== Action item ==
Reproduce, word for word, the part of the article below on threatened African plant species starting at "The Plant Study’s" and ending at "plants from extinction.".

Almost 7000 plant species native to parts of Africa are facing extinction and threatens the earth’s biodiversity according to a recent study published in Science Advances. Dr. Thomas Couvrer of the French National Institute for Sustainable Development lead the study that assessed the status of over 20 000 plant species with about 30% at an almost irreversible survival status. The biggest danger that these plants face are human activities such as deforestation, land-use changes, economic development, population growth, and ultimately, climate change. Researchers see the results of this study as a dire wakeup call for action to be taken to protect the earth’s many natural plant species.
The Plant Study’s Method
The International Union for Conservation of Nature (IUCN) publishes the official assessment of species in The Red List of Threatened Species. The study done by Couvrer et al used a similar, but more efficient method to conduct the assessments. Using a new algorithm incorporating all of the relevant data, the team was able to classify 17% of the plant species in tropical Africa under threat and 14% as potentially threatened.
This algorithm offers a new, automatic method to determine the conservation status of plants over a large area. In this case specifically, the rainforests of western Africa and the Ethiopian highlands hold a large part of the threatened species. Its automation provides a way to provide important data that will direct the actions necessary to protect the plants from extinction.
Just the Tip of Rainforest Problems
The research team and the IUCN have only assessed 8% of all plant species worldwide. In contrast, about 86% of mammals and 61% of birds of the world have been studied. The new algorithm can help speed the process to determine the conservation status of the estimated 35 200 other plant species in the world. Knowing the status of as many species as possible will shave time off reversing the effects of human intervention on natural species.

== Given information ==
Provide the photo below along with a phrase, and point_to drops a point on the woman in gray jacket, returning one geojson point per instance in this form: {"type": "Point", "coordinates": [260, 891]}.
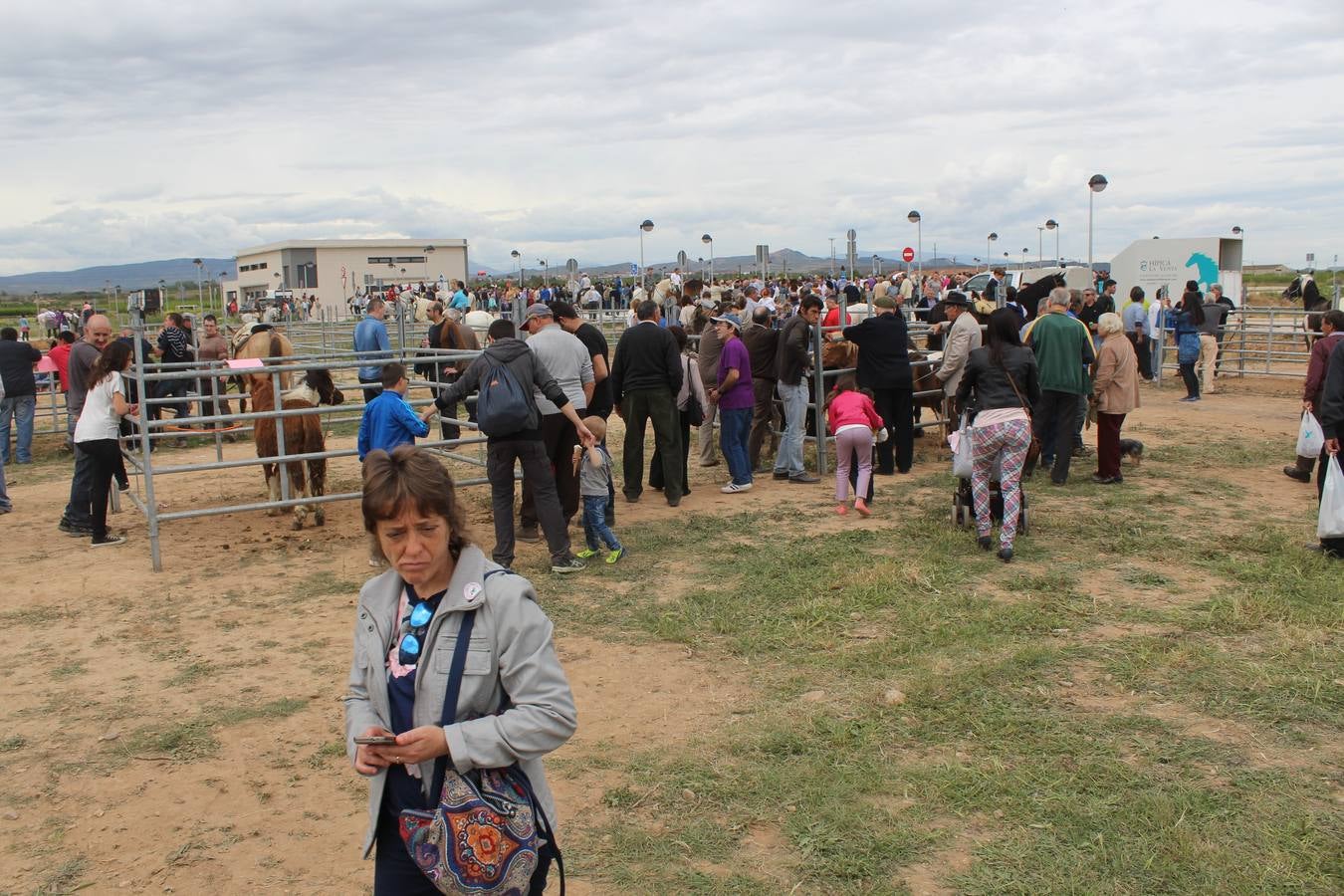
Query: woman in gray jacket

* * *

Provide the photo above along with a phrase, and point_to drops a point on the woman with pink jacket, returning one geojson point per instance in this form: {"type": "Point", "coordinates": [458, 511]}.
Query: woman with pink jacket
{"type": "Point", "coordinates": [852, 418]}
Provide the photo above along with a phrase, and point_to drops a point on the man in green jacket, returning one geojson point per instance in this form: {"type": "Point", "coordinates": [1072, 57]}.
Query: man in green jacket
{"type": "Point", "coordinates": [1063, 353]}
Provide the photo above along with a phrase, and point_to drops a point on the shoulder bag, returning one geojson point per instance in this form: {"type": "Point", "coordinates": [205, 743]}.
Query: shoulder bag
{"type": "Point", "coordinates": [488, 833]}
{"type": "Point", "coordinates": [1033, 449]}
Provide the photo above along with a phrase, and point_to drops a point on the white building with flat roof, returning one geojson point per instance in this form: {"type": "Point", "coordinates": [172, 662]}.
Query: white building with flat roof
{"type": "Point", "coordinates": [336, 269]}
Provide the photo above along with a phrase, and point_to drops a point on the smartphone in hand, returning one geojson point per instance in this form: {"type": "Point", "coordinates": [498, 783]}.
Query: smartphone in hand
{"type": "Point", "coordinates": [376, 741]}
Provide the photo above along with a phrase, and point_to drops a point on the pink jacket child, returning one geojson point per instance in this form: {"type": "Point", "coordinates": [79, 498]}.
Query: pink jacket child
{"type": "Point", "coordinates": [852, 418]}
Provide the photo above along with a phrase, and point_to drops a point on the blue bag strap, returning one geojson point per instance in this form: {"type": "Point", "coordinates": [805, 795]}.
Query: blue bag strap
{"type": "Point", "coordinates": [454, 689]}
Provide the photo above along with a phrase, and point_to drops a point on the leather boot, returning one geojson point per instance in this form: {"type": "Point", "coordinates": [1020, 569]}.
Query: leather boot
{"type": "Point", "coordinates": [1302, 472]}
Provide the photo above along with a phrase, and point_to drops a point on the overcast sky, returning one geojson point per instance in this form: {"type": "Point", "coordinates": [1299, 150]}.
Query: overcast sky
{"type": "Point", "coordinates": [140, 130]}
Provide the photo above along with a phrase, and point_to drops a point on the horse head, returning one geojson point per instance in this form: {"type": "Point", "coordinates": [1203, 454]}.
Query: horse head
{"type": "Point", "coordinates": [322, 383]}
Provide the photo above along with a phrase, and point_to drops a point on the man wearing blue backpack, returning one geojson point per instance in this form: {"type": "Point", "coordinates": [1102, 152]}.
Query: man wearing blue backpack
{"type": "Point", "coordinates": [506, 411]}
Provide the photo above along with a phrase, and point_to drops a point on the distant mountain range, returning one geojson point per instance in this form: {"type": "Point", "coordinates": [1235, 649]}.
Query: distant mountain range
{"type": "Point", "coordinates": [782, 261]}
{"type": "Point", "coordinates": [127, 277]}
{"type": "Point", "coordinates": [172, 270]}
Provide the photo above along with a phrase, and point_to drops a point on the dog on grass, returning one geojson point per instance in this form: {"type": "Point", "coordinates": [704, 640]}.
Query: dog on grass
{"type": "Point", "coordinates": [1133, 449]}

---

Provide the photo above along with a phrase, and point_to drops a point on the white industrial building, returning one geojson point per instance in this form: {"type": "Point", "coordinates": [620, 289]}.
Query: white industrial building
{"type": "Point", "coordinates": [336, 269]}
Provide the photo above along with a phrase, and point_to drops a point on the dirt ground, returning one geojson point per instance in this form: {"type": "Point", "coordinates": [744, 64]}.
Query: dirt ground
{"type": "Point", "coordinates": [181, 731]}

== Solution to the exercise ==
The Plant Study’s Method
The International Union for Conservation of Nature (IUCN) publishes the official assessment of species in The Red List of Threatened Species. The study done by Couvrer et al used a similar, but more efficient method to conduct the assessments. Using a new algorithm incorporating all of the relevant data, the team was able to classify 17% of the plant species in tropical Africa under threat and 14% as potentially threatened.
This algorithm offers a new, automatic method to determine the conservation status of plants over a large area. In this case specifically, the rainforests of western Africa and the Ethiopian highlands hold a large part of the threatened species. Its automation provides a way to provide important data that will direct the actions necessary to protect the plants from extinction.